▶ Data to examine
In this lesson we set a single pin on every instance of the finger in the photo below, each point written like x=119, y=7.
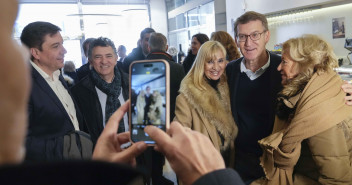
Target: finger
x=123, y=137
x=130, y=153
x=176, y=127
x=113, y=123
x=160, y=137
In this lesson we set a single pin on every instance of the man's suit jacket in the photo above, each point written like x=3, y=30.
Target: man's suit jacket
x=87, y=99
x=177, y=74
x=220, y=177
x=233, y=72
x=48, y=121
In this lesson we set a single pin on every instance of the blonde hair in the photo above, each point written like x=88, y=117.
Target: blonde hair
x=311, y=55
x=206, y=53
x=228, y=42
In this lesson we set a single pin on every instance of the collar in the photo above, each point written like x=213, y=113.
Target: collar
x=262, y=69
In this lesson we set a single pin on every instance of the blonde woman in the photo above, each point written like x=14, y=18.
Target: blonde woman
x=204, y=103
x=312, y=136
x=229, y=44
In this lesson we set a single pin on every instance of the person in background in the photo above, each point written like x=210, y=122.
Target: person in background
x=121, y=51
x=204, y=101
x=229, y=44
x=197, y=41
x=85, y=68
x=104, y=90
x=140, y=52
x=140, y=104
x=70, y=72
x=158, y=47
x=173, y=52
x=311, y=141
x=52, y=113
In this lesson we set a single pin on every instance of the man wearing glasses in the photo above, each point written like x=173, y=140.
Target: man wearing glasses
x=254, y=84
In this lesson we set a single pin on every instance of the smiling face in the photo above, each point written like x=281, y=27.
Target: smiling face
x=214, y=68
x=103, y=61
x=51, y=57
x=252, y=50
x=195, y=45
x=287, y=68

* * *

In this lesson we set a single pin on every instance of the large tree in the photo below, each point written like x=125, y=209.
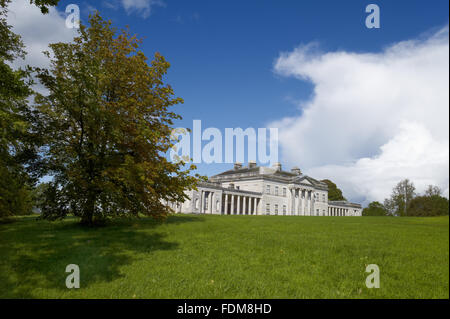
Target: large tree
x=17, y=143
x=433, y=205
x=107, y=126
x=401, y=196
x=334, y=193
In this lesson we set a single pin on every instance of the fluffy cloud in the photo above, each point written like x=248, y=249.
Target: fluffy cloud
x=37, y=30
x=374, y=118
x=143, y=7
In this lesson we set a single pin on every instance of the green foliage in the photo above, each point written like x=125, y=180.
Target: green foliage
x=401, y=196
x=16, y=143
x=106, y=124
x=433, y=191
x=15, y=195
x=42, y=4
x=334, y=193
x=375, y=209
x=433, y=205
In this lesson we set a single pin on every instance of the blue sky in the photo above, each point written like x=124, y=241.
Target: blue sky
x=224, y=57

▶ What you should do
What do the entries above read from the line containing "like x=119, y=7." through the line containing "like x=210, y=122."? Output those lines exactly, both ends included, with the pictures left out.

▶ Answer space
In this lesson we set a single pin on every instance of the finger in the photo below, each point written like x=119, y=7.
Target: finger
x=123, y=137
x=130, y=153
x=176, y=127
x=113, y=123
x=160, y=137
In this lesson we set a single pin on every instance of the man's suit jacket in the photo above, each point written like x=3, y=30.
Target: man's suit jacket
x=87, y=99
x=177, y=74
x=220, y=177
x=233, y=72
x=48, y=121
In this lesson we set a single pin on every instance of the blonde hair in the photo above, each point written like x=88, y=117.
Target: blonde hair
x=311, y=55
x=206, y=53
x=228, y=42
In this lesson we set a single pin on every instance of the collar in the photo above, each point written like x=213, y=113.
Target: collar
x=262, y=69
In this lesson we set a single pin on every instance of the blonde woman in the photo above, each point written like x=14, y=18.
Target: blonde woman
x=204, y=103
x=312, y=136
x=229, y=44
In this lesson we set a single pin on every instance of the person in background in the photo above, each point written like x=210, y=122.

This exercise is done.